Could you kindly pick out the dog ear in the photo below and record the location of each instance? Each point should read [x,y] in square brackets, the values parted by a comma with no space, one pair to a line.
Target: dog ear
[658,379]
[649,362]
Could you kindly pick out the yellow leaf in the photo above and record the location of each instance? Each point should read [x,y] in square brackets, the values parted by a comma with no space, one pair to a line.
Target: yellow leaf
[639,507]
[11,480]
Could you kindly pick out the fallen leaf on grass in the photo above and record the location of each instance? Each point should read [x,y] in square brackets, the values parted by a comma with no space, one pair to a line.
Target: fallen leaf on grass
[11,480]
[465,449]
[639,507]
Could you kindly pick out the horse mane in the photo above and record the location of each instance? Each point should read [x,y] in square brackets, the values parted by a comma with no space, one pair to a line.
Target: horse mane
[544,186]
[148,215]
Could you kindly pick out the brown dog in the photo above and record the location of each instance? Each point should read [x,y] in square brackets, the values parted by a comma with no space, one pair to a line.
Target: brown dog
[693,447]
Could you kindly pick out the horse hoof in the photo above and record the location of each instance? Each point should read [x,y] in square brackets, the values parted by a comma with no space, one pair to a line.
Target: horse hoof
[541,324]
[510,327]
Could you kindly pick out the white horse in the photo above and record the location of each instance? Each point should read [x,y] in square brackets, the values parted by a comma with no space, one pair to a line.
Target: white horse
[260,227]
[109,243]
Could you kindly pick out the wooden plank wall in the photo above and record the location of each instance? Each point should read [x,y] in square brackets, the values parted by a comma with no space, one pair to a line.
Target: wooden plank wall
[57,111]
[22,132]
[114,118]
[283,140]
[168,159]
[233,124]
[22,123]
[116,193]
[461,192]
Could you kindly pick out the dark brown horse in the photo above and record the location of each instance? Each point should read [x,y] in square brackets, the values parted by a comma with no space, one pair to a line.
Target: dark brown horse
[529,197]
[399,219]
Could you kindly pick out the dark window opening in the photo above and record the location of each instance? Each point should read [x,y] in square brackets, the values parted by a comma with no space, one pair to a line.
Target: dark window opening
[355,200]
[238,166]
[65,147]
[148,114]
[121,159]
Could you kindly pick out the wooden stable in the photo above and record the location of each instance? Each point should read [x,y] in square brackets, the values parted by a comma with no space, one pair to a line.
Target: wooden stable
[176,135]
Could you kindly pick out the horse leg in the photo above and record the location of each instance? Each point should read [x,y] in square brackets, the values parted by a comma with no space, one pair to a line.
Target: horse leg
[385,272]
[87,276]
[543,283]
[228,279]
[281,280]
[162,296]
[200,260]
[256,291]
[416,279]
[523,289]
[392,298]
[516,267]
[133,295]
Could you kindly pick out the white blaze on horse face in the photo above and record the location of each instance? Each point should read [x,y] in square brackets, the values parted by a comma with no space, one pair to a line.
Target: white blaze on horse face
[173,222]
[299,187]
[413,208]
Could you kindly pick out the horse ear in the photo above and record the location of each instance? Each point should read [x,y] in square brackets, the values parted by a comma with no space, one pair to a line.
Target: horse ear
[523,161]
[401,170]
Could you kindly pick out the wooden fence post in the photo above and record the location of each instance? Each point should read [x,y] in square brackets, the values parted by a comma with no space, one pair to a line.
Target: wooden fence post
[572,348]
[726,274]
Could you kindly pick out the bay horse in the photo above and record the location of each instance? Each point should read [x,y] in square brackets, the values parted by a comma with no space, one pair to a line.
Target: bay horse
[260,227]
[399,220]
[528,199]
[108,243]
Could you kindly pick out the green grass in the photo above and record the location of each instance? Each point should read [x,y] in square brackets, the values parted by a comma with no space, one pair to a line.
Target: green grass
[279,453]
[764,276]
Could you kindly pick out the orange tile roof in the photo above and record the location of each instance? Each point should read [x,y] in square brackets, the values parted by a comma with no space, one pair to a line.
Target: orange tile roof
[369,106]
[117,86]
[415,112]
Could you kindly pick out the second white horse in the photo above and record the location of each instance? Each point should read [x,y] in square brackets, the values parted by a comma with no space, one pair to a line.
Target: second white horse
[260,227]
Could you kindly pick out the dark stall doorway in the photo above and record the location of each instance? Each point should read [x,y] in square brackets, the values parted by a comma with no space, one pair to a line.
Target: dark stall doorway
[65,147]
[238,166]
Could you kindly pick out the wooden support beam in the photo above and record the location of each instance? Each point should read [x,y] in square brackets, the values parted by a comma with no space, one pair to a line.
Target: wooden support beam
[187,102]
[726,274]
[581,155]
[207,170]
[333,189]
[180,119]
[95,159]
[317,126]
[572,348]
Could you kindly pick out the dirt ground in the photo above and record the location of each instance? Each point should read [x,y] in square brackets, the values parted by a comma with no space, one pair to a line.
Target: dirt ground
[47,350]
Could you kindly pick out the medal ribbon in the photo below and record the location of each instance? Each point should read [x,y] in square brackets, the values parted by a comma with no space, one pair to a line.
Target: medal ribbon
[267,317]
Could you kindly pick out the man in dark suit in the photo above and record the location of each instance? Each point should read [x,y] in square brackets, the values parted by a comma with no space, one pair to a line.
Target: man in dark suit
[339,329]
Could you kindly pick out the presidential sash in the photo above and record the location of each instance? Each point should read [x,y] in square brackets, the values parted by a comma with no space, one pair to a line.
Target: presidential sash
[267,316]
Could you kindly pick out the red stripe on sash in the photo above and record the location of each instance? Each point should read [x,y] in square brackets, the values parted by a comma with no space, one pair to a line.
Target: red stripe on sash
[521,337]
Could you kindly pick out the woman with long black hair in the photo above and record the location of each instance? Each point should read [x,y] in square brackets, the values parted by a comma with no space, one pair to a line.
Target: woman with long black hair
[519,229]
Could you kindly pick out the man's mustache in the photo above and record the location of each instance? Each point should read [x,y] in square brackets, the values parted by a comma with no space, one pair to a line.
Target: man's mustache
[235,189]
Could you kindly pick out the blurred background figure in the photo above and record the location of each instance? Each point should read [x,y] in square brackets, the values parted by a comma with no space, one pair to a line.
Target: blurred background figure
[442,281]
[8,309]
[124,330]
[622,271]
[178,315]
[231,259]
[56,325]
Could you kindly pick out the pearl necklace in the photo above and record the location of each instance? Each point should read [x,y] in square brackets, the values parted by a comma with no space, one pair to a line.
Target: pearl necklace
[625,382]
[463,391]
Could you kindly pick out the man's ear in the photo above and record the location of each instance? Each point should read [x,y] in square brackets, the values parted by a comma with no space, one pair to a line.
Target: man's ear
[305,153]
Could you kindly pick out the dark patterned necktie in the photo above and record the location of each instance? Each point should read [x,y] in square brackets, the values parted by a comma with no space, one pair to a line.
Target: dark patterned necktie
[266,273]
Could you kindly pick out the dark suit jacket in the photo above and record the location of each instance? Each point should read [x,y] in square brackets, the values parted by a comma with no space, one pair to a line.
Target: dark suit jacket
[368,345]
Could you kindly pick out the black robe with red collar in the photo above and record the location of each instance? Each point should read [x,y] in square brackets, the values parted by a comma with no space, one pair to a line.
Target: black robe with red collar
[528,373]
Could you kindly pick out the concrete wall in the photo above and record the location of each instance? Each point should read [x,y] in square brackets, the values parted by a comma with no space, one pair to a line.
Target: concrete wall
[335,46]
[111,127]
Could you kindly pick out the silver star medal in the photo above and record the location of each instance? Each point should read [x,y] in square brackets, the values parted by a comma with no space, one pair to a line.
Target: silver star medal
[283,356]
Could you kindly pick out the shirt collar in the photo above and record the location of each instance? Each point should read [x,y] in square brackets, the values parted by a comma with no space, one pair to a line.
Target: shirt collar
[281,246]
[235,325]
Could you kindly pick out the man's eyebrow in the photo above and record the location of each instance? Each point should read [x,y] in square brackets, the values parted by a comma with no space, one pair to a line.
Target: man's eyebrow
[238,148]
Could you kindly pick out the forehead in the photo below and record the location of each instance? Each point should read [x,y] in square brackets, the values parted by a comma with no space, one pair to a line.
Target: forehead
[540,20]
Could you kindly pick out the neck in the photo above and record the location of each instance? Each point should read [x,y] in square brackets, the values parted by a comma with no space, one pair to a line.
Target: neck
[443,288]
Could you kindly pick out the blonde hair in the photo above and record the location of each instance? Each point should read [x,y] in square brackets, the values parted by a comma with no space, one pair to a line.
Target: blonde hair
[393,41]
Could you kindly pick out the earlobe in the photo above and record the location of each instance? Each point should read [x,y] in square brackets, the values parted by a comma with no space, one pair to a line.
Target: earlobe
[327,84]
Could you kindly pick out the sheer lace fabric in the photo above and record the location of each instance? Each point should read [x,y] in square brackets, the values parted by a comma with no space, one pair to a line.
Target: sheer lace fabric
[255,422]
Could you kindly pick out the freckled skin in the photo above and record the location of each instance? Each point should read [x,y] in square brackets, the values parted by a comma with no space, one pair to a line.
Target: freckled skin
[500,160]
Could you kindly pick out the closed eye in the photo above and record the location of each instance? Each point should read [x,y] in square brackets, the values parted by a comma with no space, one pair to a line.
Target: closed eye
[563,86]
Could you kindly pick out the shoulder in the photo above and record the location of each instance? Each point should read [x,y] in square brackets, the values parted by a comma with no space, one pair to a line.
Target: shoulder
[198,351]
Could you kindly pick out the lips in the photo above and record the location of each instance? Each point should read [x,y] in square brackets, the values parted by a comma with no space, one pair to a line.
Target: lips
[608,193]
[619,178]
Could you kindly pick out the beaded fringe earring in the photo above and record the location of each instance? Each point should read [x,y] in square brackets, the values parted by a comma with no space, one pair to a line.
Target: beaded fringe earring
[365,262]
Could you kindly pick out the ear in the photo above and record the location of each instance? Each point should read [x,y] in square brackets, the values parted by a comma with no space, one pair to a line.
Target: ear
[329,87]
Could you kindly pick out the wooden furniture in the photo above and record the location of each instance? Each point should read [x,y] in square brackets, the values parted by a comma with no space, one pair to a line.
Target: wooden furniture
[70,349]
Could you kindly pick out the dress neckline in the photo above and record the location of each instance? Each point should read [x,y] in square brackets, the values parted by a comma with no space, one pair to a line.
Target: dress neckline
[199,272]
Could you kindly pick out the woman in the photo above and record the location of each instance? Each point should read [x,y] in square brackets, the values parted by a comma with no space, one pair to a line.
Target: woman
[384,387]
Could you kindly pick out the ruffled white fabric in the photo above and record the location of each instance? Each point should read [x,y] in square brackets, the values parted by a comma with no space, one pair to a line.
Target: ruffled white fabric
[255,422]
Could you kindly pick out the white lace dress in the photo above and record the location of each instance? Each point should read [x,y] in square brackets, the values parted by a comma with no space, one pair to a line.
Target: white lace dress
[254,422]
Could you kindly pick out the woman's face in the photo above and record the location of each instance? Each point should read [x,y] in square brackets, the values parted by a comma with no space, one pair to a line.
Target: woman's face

════

*How to complete this task*
Identify each line in the records above containing the word "below"; copy those lines.

*Exercise response*
Could you kindly pick out the dog ear in the photo below and record the location of each instance? Each point should read [x,y] in square brackets, the values parted by a comma with no space, one pair to a line.
Could you kindly pick out the medal ribbon in the photo below and record the location of each instance? Each point should read [x,y] in square brackets, the values parted by a comma with no space, one pair to a line.
Could you kindly pick out the forehead in the photo below and record the location of each instance? Each point should read [x,y] in square brackets, the values parted by a comma with no space, one pair to a line.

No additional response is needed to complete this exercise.